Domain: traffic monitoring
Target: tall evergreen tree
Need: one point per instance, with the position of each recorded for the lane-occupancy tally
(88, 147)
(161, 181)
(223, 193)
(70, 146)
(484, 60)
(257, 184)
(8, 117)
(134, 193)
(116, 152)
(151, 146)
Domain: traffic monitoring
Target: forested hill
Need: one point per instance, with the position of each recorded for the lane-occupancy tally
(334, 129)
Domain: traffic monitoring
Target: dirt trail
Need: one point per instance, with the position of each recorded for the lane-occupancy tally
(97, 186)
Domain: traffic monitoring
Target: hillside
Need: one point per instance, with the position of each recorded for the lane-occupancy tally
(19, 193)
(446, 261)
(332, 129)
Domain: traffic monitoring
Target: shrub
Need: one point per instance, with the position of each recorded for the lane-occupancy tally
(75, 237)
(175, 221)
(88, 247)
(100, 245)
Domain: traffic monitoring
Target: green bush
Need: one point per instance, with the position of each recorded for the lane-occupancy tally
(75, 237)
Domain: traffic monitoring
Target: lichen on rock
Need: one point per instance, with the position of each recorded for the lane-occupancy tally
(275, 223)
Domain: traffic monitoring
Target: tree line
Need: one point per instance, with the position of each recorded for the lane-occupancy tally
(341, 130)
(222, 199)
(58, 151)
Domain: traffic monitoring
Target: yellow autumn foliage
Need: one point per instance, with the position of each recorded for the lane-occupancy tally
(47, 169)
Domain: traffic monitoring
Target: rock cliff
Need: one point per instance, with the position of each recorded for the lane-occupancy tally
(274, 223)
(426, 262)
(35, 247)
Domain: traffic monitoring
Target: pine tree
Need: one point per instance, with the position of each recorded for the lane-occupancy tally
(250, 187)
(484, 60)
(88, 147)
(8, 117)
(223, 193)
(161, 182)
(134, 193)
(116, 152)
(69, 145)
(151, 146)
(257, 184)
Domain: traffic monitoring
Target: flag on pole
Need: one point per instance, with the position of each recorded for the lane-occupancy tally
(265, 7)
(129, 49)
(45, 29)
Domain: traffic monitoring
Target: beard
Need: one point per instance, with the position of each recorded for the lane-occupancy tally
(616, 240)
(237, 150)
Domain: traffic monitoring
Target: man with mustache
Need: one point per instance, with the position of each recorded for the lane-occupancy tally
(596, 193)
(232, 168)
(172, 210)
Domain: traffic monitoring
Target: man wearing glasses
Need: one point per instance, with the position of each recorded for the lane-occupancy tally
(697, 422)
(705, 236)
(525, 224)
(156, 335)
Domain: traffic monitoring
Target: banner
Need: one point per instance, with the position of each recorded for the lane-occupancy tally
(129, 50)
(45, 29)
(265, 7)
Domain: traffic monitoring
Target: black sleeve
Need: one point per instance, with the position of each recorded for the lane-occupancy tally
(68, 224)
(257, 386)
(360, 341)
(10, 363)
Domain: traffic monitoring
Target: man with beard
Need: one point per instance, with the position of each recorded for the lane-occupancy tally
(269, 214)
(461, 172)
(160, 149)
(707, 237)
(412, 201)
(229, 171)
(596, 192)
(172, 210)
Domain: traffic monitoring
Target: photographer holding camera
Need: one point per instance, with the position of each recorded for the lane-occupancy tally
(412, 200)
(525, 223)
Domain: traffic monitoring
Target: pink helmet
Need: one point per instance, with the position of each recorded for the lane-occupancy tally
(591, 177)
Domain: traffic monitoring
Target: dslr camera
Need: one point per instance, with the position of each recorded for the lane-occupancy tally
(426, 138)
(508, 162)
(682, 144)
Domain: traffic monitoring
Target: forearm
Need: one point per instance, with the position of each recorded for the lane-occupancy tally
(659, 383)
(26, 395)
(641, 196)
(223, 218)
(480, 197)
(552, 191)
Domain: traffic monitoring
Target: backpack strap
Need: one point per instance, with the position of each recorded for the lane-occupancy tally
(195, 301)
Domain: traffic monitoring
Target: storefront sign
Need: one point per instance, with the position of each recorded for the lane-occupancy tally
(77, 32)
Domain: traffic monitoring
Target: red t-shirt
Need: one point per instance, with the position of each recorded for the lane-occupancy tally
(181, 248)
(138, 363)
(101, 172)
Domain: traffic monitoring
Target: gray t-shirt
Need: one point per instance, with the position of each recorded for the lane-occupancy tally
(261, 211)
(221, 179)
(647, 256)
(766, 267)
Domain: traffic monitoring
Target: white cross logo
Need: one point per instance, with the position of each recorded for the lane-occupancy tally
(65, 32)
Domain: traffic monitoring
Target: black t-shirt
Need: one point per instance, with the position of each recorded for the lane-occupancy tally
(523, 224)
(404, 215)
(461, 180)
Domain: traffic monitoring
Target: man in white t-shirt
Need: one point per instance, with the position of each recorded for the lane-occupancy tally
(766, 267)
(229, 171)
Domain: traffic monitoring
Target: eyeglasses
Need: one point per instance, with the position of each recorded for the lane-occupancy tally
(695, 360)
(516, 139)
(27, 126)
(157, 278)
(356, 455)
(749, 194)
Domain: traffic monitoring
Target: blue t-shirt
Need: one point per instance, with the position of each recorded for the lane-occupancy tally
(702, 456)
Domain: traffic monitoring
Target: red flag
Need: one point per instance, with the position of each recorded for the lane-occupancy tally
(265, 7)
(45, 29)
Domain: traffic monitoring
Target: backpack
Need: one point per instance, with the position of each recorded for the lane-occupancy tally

----------------------------------------

#### The problem:
With "black" as the search string, filter the records and return each line that has it.

#### Exercise response:
Target: black sleeve
Target: black t-shirt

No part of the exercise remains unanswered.